Image point grounding data
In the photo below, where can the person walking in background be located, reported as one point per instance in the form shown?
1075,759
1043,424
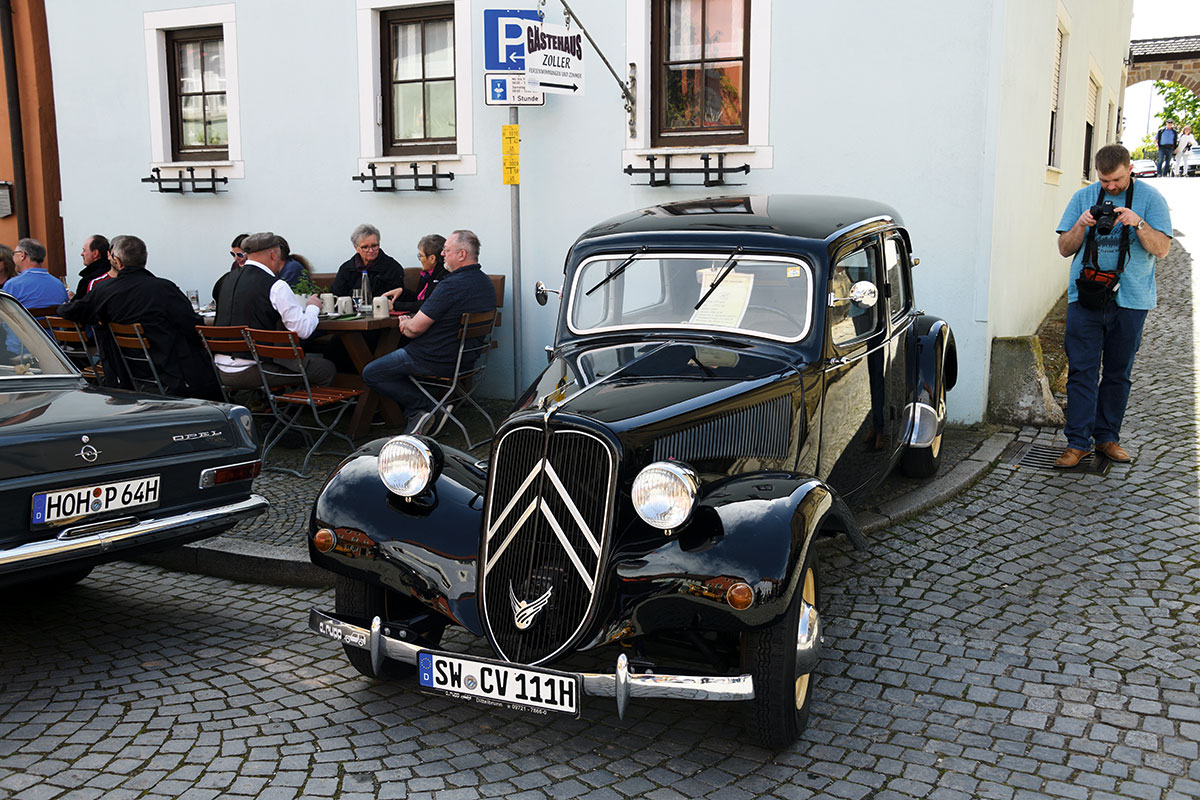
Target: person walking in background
1187,144
433,269
95,263
1167,138
1108,335
34,287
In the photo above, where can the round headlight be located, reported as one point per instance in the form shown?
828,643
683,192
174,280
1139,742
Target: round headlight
407,465
665,493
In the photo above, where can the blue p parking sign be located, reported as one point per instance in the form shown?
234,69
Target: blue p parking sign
504,37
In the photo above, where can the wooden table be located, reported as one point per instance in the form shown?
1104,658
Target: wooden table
352,334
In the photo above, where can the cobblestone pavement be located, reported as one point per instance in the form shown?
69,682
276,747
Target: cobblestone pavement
1036,637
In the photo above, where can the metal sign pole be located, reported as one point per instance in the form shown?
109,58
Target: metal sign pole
515,205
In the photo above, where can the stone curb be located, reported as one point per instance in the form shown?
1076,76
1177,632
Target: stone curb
280,566
943,487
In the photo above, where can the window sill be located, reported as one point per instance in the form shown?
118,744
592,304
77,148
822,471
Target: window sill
757,157
225,168
456,162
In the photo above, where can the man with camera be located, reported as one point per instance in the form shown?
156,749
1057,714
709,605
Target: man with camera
1116,229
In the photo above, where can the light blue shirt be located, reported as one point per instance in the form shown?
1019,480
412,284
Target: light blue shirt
36,288
1137,288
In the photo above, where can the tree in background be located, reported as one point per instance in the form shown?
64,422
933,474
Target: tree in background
1180,104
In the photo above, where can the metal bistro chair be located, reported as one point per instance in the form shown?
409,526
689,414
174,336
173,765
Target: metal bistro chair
135,349
73,343
474,346
289,402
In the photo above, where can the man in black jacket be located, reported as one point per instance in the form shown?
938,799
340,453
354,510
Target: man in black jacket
95,262
383,271
137,295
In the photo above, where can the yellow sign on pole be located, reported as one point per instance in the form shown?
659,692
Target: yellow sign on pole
510,149
511,170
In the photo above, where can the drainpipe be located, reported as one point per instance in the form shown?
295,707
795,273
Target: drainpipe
19,202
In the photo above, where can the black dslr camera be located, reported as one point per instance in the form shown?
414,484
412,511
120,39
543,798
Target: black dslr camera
1105,217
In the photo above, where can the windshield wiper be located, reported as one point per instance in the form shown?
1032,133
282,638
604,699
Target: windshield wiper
726,269
616,272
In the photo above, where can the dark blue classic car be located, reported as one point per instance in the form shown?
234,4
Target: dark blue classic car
729,376
94,475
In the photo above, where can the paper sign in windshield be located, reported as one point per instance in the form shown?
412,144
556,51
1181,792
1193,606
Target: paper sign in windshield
726,306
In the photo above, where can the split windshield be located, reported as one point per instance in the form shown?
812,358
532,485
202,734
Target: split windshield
759,295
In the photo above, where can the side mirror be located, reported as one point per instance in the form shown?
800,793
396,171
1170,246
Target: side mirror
864,294
541,294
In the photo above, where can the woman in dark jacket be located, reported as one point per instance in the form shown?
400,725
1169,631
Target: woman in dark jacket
429,253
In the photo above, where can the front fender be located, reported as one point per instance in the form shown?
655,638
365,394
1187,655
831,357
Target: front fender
753,529
424,547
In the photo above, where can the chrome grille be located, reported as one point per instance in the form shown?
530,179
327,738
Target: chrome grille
547,530
763,431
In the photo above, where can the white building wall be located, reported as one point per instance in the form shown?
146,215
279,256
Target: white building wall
869,98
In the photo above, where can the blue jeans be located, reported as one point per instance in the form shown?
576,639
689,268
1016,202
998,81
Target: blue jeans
389,376
1164,161
1095,338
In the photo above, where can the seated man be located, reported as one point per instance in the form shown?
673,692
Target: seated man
34,287
433,330
137,295
256,296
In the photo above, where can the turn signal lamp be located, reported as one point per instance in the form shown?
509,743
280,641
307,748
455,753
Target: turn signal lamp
739,596
324,540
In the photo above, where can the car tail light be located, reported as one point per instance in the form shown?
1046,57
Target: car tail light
244,471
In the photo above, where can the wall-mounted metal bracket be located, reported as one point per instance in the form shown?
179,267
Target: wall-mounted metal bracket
663,175
181,185
390,181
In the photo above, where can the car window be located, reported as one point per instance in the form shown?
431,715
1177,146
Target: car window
849,323
25,350
898,288
760,295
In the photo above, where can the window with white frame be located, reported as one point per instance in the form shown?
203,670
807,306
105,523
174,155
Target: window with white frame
192,67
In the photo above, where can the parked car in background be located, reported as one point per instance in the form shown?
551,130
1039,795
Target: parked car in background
727,377
1145,168
94,475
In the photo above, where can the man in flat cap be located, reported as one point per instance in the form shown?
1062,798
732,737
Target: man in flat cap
256,296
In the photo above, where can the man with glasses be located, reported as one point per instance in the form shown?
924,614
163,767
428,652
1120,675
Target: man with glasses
383,271
34,287
433,332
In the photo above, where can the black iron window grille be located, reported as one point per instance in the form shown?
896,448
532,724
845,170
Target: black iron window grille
666,174
181,184
391,180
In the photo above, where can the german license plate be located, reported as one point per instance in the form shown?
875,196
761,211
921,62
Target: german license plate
89,500
492,683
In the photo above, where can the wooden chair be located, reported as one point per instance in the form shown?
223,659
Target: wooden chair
135,349
73,343
289,402
474,346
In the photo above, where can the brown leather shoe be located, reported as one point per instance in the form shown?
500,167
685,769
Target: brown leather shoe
1069,457
1113,451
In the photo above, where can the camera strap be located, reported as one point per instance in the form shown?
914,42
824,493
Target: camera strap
1091,252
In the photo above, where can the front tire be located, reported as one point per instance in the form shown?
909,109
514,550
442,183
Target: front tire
779,711
361,600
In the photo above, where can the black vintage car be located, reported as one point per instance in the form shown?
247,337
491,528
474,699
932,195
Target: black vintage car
91,475
727,377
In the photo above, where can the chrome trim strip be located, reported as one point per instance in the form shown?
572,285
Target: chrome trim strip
106,540
681,687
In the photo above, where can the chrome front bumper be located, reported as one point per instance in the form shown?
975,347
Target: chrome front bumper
621,685
87,540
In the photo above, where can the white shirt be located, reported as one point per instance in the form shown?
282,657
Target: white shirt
300,318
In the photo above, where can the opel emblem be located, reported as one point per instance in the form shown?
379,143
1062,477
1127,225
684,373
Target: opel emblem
88,452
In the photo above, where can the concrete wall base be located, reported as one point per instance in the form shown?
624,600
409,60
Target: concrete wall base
1018,390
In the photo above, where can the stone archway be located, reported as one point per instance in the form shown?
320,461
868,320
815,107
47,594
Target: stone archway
1165,59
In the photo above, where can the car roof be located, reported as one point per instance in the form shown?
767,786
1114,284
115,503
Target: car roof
808,216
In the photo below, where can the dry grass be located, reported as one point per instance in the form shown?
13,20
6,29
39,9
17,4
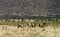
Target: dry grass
12,31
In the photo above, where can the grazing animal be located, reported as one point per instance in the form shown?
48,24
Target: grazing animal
31,25
42,25
19,25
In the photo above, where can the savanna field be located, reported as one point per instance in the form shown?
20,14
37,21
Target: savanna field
52,29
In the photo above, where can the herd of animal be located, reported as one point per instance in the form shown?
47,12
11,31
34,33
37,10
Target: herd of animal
32,25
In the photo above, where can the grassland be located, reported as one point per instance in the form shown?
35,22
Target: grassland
13,31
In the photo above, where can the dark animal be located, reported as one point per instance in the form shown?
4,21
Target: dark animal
19,25
42,24
32,25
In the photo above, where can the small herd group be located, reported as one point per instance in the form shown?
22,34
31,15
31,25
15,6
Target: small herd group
32,25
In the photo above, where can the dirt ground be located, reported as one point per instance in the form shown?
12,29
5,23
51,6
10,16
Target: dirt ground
13,31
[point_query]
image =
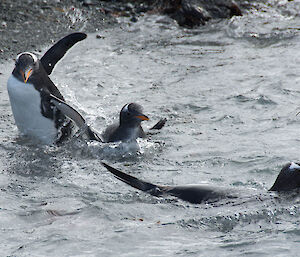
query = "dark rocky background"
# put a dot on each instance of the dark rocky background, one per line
(26, 25)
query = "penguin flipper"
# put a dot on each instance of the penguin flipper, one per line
(74, 115)
(159, 125)
(58, 50)
(135, 182)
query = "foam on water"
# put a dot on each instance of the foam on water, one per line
(231, 102)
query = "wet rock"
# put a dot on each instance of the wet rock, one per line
(195, 13)
(133, 19)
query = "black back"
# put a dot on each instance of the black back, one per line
(57, 51)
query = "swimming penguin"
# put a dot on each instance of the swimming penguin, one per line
(129, 125)
(128, 128)
(29, 88)
(288, 179)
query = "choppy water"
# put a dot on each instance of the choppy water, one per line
(230, 93)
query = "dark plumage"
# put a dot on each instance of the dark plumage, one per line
(288, 179)
(29, 89)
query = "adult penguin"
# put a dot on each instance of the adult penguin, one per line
(128, 128)
(29, 88)
(288, 179)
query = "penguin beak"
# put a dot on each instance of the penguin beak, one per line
(26, 74)
(142, 117)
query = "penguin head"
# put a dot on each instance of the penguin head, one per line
(26, 64)
(131, 115)
(288, 178)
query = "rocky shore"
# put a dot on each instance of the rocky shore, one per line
(26, 25)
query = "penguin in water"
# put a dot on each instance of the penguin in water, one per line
(128, 128)
(30, 92)
(288, 179)
(129, 125)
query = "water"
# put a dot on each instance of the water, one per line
(229, 91)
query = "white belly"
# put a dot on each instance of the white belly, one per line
(26, 107)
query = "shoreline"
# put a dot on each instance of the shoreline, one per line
(32, 25)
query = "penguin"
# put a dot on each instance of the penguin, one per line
(128, 128)
(287, 180)
(129, 125)
(29, 89)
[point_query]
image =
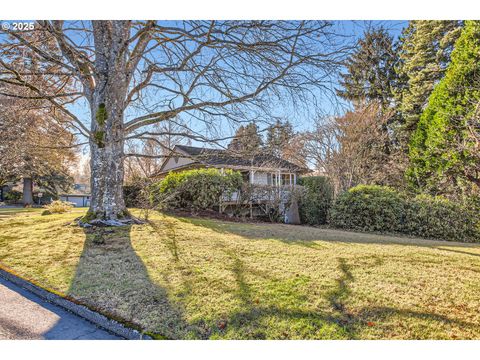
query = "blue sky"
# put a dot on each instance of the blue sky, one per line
(301, 119)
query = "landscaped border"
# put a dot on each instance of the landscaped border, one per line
(80, 310)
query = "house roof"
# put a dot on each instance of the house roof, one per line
(228, 158)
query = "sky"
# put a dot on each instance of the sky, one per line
(301, 117)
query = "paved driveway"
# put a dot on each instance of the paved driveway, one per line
(24, 315)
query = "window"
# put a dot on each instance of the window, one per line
(272, 179)
(286, 179)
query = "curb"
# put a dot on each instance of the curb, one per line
(82, 311)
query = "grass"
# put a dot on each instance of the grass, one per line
(188, 278)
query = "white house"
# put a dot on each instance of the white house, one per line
(260, 170)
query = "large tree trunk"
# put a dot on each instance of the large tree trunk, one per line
(107, 180)
(107, 103)
(27, 191)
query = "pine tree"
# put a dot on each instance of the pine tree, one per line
(424, 51)
(445, 147)
(370, 71)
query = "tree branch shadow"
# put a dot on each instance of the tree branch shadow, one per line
(111, 278)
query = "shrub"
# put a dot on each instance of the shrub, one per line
(13, 196)
(376, 208)
(316, 199)
(369, 208)
(57, 207)
(436, 217)
(133, 195)
(198, 189)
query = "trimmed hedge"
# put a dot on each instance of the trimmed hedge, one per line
(377, 208)
(198, 189)
(315, 200)
(133, 195)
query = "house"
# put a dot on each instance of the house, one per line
(77, 199)
(260, 170)
(79, 196)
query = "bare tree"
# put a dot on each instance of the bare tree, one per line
(350, 149)
(133, 74)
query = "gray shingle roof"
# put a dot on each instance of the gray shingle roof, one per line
(217, 157)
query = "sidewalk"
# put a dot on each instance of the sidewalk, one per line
(23, 315)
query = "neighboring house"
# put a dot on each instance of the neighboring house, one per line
(78, 200)
(79, 197)
(260, 170)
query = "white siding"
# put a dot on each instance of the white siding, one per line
(260, 178)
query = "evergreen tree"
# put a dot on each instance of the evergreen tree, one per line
(444, 149)
(370, 71)
(247, 140)
(424, 51)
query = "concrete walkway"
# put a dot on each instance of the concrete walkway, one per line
(24, 315)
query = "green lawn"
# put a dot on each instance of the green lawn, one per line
(197, 278)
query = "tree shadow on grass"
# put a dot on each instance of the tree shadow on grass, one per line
(337, 322)
(308, 235)
(111, 278)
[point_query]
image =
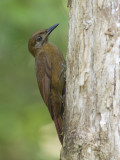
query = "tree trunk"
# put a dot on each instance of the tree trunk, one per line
(92, 113)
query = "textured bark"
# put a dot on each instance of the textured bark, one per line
(92, 113)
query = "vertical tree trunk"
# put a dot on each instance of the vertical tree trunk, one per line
(92, 113)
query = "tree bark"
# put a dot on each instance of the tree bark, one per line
(92, 113)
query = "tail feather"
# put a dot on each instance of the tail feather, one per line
(58, 124)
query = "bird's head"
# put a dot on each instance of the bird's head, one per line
(39, 38)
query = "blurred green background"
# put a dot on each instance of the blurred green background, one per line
(26, 129)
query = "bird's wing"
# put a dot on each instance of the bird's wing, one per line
(43, 73)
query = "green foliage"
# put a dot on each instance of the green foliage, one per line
(22, 111)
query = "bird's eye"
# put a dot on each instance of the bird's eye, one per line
(39, 38)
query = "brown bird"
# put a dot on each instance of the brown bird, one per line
(50, 72)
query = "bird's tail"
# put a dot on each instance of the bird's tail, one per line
(58, 124)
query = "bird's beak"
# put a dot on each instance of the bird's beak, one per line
(50, 29)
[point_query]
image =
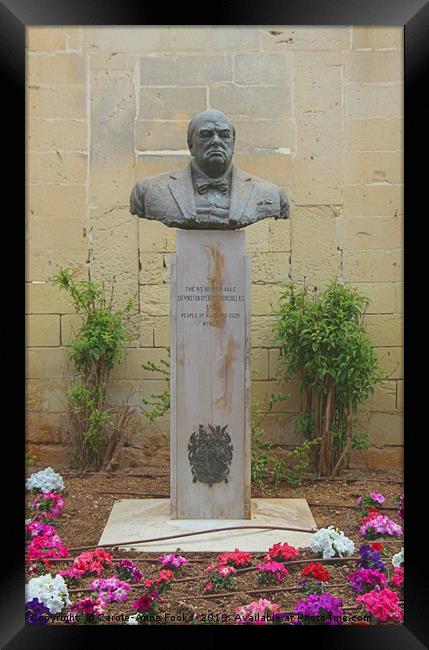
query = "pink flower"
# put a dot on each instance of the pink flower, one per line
(398, 577)
(282, 552)
(226, 571)
(376, 496)
(256, 613)
(383, 604)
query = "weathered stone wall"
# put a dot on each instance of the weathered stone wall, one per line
(317, 110)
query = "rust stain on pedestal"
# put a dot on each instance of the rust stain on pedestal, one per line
(214, 309)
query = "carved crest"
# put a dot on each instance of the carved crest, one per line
(210, 454)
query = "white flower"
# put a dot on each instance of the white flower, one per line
(133, 620)
(52, 592)
(46, 481)
(331, 542)
(398, 559)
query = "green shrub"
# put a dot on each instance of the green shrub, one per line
(324, 345)
(98, 346)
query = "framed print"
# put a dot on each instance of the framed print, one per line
(205, 207)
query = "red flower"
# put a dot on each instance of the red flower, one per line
(164, 576)
(144, 603)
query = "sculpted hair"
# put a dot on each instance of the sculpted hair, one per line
(196, 120)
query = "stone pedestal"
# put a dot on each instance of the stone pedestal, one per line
(210, 376)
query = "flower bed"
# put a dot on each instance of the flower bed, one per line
(140, 588)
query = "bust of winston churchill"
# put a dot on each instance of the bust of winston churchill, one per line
(211, 192)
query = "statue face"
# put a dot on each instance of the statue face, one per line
(213, 145)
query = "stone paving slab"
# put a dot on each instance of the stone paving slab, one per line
(135, 519)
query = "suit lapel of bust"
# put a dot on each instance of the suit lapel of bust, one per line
(182, 189)
(241, 191)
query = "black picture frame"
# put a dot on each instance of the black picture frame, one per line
(15, 16)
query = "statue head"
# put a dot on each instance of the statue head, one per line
(211, 138)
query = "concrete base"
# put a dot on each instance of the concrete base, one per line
(134, 519)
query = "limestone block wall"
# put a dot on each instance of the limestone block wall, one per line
(317, 110)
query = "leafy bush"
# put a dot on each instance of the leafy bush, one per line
(324, 345)
(98, 346)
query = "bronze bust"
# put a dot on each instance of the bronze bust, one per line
(210, 193)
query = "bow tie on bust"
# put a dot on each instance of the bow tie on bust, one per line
(203, 185)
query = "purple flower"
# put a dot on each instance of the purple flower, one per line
(363, 580)
(36, 613)
(319, 609)
(370, 558)
(380, 525)
(172, 561)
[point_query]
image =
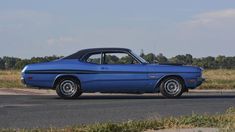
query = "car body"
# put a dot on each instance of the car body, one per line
(102, 70)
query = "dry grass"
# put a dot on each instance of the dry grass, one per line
(10, 79)
(225, 122)
(215, 79)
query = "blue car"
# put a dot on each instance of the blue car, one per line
(111, 70)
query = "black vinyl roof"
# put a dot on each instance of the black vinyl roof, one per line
(81, 53)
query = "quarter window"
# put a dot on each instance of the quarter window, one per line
(119, 58)
(94, 58)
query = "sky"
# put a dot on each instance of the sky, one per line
(61, 27)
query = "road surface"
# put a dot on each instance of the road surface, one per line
(30, 111)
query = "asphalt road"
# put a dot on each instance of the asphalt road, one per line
(30, 111)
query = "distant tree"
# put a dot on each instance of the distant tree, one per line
(161, 58)
(10, 62)
(183, 59)
(142, 53)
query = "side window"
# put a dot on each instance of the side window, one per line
(119, 58)
(94, 58)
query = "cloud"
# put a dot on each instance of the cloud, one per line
(62, 41)
(214, 18)
(11, 20)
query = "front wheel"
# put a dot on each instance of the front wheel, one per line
(68, 88)
(172, 87)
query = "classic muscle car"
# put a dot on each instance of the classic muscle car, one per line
(111, 70)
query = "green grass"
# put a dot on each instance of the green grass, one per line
(225, 121)
(215, 79)
(10, 79)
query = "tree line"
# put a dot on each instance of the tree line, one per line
(219, 62)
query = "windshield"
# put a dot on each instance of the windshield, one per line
(139, 58)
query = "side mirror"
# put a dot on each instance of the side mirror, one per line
(155, 61)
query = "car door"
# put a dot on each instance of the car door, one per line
(120, 72)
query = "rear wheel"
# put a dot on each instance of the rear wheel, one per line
(172, 87)
(68, 88)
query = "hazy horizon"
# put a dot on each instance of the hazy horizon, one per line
(59, 27)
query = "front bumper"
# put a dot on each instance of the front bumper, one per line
(22, 80)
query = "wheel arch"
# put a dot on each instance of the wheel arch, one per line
(58, 77)
(158, 83)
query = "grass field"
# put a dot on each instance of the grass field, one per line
(215, 79)
(225, 122)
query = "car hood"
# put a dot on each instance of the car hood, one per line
(58, 65)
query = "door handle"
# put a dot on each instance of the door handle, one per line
(104, 68)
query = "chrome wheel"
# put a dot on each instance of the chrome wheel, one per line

=== TASK DESCRIPTION ===
The reply should be nothing but the number of lines in the entries that include "below".

=== FINISHED TASK ===
2